◆ What to work on:
Using the material that follows, output exactly the lines from the one containing "Target: black sedan" through the one containing "[locate] wall-mounted light", with both ends kept.
* * * *
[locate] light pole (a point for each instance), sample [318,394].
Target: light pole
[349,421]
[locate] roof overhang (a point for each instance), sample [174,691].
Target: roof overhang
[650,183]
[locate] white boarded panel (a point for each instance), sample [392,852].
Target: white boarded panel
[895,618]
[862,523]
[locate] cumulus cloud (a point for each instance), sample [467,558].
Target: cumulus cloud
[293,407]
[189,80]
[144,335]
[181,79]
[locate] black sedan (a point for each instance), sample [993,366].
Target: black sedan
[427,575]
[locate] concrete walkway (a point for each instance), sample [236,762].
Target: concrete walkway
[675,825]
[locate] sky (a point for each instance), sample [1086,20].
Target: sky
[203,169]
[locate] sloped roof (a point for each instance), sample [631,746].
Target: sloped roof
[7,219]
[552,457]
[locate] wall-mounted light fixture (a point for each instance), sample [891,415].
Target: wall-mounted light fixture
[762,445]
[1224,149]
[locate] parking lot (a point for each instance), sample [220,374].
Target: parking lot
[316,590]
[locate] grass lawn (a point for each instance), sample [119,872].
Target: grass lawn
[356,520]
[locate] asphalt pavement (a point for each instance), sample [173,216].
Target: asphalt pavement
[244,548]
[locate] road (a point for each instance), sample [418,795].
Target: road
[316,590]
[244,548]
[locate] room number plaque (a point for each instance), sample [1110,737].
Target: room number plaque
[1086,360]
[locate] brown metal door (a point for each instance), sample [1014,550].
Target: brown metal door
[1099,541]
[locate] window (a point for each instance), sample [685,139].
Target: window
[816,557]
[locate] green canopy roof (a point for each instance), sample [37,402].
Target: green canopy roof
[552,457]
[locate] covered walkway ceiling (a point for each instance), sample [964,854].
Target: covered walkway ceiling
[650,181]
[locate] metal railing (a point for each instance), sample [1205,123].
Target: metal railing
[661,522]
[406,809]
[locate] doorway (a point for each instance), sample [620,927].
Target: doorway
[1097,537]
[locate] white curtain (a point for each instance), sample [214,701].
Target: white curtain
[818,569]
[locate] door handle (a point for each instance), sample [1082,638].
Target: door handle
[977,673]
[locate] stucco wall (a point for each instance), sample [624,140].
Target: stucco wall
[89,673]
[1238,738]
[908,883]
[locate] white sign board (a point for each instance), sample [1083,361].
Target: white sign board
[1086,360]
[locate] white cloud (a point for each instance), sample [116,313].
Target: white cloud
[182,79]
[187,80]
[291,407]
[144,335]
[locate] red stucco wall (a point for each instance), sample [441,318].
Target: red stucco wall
* * * *
◆ Response:
Target: black sedan
[427,575]
[locate] concrete walkway (a point for each instance), sample [236,762].
Target: concrete walkway
[675,825]
[locate] sky (a point for each instance), sample [1086,20].
Target: sky
[203,169]
[locate] sloped roof (a point for each instance), sample [631,746].
Target: sloped roof
[7,219]
[552,457]
[locate] wall-mounted light fixture (a point for each instance), sample [891,415].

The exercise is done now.